-- Start Selected text --
Secondly, the European Court of Human Rights allows exceptions to the principle of immediacy where, owing to the vulnerability of the victim, the latter has not appeared at the trial and the panel of judges has based its decision on the evidence contained in the records of its earlier statements.

106.

That Court then proceeds to weigh in the balance the competing interests of the defence, the victim, and witnesses, and the public interest in the effective administration of justice, ( 53 ) and, in the context of that exercise, it directs its attention not only to the necessary respect for the rights of the defence, but also to the necessary respect for the rights of victims and witnesses. ( 54 )

107.

In order to ensure that the defendant has been given an ‘adequate and proper’ opportunity to challenge the testimony against him and to question the witnesses against him, ( 55 ) the European Court of Human Rights looks at three criteria. ( 56 )

108.

First, it examines whether there are serious and sufficient grounds for the lack of an examination of the witness, such as the witness’s death, ( 57 ) his state of health, his particular vulnerability or his fears. ( 58 )

109.

Secondly, it considers whether the witness’s testimony is the sole or decisive evidence on which the defendant’s conviction is based. Even if the grounds for the lack of appearance of a witness are considered serious, they may nevertheless prove to be insufficient as regards the weight and decisiveness attaching to the examination of the witness for determining the guilt of the defendant and the interests at stake for the latter. ( 59 )

110.
-- End Selected text --
-- Start Data excerpt --
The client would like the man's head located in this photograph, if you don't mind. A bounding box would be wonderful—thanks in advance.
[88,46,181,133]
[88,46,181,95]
-- End Data excerpt --
> **Task list**:
1. According to the passage on the principle of immediacy, how many criteria does the European Court of Human Rights look at to ensure the defendant had an adequate and proper opportunity to challenge the testimony against him?
2. From the passage on the principle of immediacy, extract the words between "In order to" and "criteria. ( 56 )", inclusive.

> **Outputs**:
1. Three.

2.
In order to ensure that the defendant has been given an ‘adequate and proper’ opportunity to challenge the testimony against him and to question the witnesses against him, ( 55 ) the European Court of Human Rights looks at three criteria. ( 56 )